*** Block opens ***

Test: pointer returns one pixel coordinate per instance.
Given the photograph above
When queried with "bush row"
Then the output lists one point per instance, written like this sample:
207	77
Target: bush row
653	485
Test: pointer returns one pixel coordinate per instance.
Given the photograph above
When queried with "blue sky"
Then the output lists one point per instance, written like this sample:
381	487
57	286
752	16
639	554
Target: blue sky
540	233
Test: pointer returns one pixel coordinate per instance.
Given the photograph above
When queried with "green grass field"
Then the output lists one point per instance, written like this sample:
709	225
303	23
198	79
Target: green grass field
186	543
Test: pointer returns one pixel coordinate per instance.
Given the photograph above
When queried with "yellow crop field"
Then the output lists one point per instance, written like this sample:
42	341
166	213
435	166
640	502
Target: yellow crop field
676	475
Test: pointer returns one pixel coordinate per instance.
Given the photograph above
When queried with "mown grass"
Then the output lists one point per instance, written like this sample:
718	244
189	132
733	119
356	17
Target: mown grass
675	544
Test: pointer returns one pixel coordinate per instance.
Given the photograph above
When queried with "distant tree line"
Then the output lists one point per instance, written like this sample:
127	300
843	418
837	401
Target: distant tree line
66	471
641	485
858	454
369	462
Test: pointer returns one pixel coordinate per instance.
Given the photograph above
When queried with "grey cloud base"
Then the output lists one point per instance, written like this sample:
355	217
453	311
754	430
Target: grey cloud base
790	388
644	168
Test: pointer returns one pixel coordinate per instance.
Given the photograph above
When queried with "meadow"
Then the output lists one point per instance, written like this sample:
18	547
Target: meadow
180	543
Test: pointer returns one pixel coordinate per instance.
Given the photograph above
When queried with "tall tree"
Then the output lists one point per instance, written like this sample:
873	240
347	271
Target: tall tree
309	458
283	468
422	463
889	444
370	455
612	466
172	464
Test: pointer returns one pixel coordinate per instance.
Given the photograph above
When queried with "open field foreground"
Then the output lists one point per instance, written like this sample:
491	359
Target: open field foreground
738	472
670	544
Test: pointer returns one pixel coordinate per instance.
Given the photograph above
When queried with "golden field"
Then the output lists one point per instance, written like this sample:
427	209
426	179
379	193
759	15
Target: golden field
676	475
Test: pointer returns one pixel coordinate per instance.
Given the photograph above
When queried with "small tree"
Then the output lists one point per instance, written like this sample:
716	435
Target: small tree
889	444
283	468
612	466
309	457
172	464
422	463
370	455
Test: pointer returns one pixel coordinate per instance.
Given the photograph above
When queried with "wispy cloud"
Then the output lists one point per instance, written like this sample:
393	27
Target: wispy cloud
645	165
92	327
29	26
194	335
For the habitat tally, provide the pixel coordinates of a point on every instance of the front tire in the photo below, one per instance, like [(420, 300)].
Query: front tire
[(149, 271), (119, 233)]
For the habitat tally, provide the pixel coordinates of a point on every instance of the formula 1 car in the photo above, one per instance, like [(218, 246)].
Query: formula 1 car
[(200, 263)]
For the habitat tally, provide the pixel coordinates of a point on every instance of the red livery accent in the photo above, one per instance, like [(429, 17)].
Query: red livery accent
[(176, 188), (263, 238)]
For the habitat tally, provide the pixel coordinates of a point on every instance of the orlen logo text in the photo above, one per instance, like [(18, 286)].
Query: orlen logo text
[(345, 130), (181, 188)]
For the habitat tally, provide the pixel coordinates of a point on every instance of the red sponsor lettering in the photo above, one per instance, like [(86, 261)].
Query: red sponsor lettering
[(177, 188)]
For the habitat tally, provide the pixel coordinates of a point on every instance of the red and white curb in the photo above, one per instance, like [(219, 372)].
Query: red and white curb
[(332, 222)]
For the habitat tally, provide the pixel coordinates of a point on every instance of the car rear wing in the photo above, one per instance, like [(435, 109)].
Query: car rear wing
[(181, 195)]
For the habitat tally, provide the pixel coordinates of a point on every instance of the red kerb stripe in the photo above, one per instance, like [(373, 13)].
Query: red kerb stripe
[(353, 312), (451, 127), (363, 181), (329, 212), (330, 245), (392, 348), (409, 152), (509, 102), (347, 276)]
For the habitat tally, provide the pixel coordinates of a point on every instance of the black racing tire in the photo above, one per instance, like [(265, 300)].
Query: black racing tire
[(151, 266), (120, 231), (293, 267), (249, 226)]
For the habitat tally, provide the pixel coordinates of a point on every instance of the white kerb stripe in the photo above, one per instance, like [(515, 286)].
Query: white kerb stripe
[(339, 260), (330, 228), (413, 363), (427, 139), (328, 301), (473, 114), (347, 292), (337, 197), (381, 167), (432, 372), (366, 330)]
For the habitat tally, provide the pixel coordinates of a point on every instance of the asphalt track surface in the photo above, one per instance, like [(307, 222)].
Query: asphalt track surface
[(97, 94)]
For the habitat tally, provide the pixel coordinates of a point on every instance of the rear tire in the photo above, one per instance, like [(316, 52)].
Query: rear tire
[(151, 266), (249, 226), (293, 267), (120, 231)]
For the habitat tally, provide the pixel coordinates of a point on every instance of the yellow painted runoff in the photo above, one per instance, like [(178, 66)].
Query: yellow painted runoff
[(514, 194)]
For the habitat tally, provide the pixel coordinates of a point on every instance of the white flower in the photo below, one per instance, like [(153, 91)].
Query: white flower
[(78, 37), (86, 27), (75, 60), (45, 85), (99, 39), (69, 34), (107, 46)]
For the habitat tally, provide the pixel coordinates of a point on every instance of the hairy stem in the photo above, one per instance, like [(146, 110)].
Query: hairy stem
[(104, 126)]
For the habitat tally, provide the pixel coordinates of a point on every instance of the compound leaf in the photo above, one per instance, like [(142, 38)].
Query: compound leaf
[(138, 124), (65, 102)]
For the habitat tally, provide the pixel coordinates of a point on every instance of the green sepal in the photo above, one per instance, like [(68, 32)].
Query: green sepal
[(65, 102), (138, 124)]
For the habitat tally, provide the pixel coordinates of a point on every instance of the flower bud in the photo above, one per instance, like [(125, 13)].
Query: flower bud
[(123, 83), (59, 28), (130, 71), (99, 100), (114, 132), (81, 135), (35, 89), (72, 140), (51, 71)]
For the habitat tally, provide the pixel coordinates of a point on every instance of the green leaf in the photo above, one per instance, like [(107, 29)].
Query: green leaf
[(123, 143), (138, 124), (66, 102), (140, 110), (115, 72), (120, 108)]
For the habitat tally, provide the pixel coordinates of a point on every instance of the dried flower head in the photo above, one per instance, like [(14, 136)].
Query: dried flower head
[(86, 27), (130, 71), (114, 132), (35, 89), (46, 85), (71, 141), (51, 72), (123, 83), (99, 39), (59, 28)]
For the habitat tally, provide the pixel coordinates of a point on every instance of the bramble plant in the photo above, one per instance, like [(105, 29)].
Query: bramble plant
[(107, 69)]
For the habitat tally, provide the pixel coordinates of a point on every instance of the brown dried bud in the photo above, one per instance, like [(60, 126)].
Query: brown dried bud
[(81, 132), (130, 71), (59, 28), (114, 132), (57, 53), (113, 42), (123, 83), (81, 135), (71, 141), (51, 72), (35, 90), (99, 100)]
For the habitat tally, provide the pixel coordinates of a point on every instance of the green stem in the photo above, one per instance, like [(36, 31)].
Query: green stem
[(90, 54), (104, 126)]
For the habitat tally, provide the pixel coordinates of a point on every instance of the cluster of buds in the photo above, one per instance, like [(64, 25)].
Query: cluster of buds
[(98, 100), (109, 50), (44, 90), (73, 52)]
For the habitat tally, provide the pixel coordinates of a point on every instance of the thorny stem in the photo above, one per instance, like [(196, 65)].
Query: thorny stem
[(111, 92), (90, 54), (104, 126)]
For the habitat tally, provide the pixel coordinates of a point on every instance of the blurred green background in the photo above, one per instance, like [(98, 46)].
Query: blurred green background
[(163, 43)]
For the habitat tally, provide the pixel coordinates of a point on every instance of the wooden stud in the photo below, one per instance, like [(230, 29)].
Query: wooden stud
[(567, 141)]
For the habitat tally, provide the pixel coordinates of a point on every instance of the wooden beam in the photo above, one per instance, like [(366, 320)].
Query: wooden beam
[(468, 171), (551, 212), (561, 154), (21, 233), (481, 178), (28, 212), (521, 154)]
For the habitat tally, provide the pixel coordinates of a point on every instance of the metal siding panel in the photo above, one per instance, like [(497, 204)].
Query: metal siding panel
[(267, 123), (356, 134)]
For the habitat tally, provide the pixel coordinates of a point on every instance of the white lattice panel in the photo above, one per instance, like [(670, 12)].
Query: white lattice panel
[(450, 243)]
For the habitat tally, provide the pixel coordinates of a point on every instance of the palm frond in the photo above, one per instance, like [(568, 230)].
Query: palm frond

*** Block closes ***

Requirement: Please copy out each line of the listing above that contains the string "palm".

Exercise answer:
For the habitat tally, provide the pixel coordinates of a point on every instance of the palm frond in the photo above, one per instance, like [(568, 230)].
Query: palm frond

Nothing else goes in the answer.